Named-object pointing records:
★ ★ ★

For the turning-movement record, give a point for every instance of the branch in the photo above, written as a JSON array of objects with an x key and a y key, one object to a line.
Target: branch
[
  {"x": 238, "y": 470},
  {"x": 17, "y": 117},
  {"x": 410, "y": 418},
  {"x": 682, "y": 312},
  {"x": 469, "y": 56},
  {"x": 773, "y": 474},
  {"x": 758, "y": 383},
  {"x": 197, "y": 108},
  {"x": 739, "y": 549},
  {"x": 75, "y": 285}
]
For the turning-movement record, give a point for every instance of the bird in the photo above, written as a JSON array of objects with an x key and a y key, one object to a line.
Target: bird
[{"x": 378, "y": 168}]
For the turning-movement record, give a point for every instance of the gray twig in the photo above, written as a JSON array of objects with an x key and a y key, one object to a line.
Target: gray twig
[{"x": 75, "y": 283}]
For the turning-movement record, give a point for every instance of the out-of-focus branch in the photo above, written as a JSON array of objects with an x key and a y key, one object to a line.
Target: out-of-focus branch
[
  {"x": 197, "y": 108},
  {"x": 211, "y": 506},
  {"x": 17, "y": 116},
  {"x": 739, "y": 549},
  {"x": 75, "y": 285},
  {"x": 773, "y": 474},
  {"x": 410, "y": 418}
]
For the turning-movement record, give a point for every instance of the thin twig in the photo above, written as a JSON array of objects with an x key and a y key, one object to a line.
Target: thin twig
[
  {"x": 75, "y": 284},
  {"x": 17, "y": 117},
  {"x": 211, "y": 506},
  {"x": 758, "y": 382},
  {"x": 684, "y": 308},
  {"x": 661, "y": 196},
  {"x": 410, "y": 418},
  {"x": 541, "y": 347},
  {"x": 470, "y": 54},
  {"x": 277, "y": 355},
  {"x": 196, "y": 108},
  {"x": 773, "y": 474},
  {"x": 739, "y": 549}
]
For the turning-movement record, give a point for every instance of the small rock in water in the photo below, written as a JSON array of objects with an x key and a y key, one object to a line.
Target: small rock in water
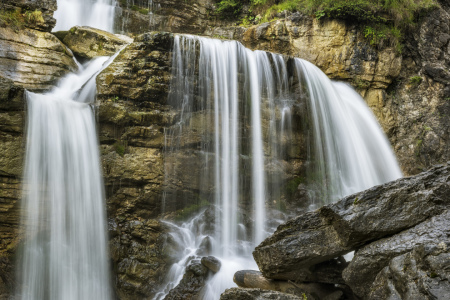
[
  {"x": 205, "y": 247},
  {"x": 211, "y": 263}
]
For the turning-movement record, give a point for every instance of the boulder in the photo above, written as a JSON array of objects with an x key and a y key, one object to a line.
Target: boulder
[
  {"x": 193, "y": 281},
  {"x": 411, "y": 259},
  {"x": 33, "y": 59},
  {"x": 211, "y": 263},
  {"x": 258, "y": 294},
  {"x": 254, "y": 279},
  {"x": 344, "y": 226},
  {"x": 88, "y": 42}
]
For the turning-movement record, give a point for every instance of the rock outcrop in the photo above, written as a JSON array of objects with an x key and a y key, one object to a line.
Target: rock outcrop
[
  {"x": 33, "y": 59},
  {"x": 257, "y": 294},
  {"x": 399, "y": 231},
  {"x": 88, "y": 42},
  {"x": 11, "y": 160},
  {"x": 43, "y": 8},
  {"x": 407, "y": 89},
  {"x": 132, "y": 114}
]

★ ★ ★

What is expected: From the line holding "of the out-of-focus" to the last line of the listing, please output each line exactly as it stands. Pictures stay out of the copy.

Result of this exercise:
For the turning-movement record, give a point for every instance of the out-of-focus branch in the photo above, written as a JSON array of objects with an x key and a y key, one object to a line.
Target: out-of-focus branch
[
  {"x": 197, "y": 108},
  {"x": 211, "y": 506},
  {"x": 17, "y": 116},
  {"x": 739, "y": 549},
  {"x": 75, "y": 285},
  {"x": 773, "y": 474},
  {"x": 410, "y": 418}
]
For the turning-movement record, give a point for every instance of the thin twig in the photo above, written as a JSON array of objects with an x key and a y key, one object to a line.
Target: thin twig
[
  {"x": 75, "y": 284},
  {"x": 17, "y": 117},
  {"x": 211, "y": 506},
  {"x": 758, "y": 382},
  {"x": 684, "y": 308},
  {"x": 661, "y": 196},
  {"x": 410, "y": 418},
  {"x": 541, "y": 347},
  {"x": 470, "y": 54},
  {"x": 277, "y": 355},
  {"x": 196, "y": 108},
  {"x": 773, "y": 474},
  {"x": 739, "y": 549}
]
For the turning-movement record, give a point for every instance of the small rock in water in the photo below, written as a JSON array of objects with an x key and a y key, one object to a line.
Target: small rock in water
[
  {"x": 205, "y": 247},
  {"x": 211, "y": 263}
]
For the turning-movement record, give a point for every instance of the boulder in the photo above, written as a JSON array of objects with an x key and a y key, one object to a line.
Target: boulder
[
  {"x": 193, "y": 281},
  {"x": 411, "y": 259},
  {"x": 33, "y": 59},
  {"x": 211, "y": 263},
  {"x": 258, "y": 294},
  {"x": 254, "y": 279},
  {"x": 344, "y": 226},
  {"x": 88, "y": 42}
]
For the turning-movement record, give a point for every instance of the rock outcrop in the photo above, written as a JSON array of objects with an x key and a y key, one object to a line.
Target: rock outcrop
[
  {"x": 33, "y": 59},
  {"x": 257, "y": 294},
  {"x": 399, "y": 231},
  {"x": 88, "y": 42},
  {"x": 11, "y": 160},
  {"x": 43, "y": 8},
  {"x": 407, "y": 89},
  {"x": 132, "y": 114}
]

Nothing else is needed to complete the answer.